§ Text excerpt:
________________________
Wednesday, May 04, 2011

FILM REVIEW: Romantics Anonymous (@Tribeca Film Festival)

Jean-Pierre Améris wrote and directed this non-stop awkward laugh-fest, beautifully written, directed, and acted, from the meet-cute to the declaration of love. It's a French romantic comedy about two overly emotional people who suffer intense anxiety attacks that lead to severe sweating and spontaneous fainting whenever they touch or merely interact with another human being. They sound like unlikely candidates for falling in love, but after watching this film, you'll discover that love is actually what they're meant for—for every emotion they feel is increased exponentially.

When we are first introduced to the main characters, Jean-Rene and Angelique, we meet the people who help them blend into society and remain sane. Jean-Rene has a private therapist and Angelique has a support group. It was clever how Améris added these supporting characters to drive the story along, having the therapist assign Jean-Rene tasks that would help him open up, and reserving the support group as a confessional for Angelique's otherwise indiscernible feelings. My favorite assignment was when he was told to "touch one person." He spent several excruciating minutes trying to touch his employees on the shoulder, channeling Mr. Bean in the process. I also enjoyed any group session where a member was driven to tears after just introducing themself or simply fainting before they did. The physical comedy was perfectly balanced with the wordplay. And with every escalating step in their relationship, he got more physically campy and she got more accidentally humorous with her deadpan deliveries.
________________________
§ Records shown:
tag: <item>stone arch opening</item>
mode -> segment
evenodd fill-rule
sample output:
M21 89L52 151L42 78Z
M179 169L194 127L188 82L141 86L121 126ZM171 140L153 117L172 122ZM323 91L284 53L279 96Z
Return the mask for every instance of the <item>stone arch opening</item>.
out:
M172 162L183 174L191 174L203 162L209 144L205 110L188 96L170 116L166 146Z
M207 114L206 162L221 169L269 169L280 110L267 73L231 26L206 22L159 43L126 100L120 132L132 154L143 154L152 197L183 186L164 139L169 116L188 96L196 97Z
________________________
§ Study questions:
1. Transcribe the Romantics Anonymous review, starting at "Wednesday, May 04, 2011" and ending at "is increased exponentially.".
2. Write the next part of the Romantics Anonymous review, picking up after its last sentence.

§ Task answers:
1.
Wednesday, May 04, 2011

FILM REVIEW: Romantics Anonymous (@Tribeca Film Festival)

Jean-Pierre Améris wrote and directed this non-stop awkward laugh-fest, beautifully written, directed, and acted, from the meet-cute to the declaration of love. It's a French romantic comedy about two overly emotional people who suffer intense anxiety attacks that lead to severe sweating and spontaneous fainting whenever they touch or merely interact with another human being. They sound like unlikely candidates for falling in love, but after watching this film, you'll discover that love is actually what they're meant for—for every emotion they feel is increased exponentially.

2.
They were an unorthodox pair even before they met, both being chocolate connoisseurs, he the owner of a candy manufacturer, and she a secretly famous gourmet chocolate chef. How does one run a business or promote their goods if they're afraid of life? And more importantly, how does one fall in love? The techniques that helped them answer that question is what made the film so funny, from Jean-Rene's constant shirt switching during their first date to their misguided walk in the pouring rain in an attempt to avoid sleeping in the same bed after swearing off office romances.

In the end, the audience is left realizing that, although they might not be quite so terrified of the world, they do understand what can be so frightening about falling in love. And they learn that it's a little less frightening when you find your match and rewrite the rules of romance.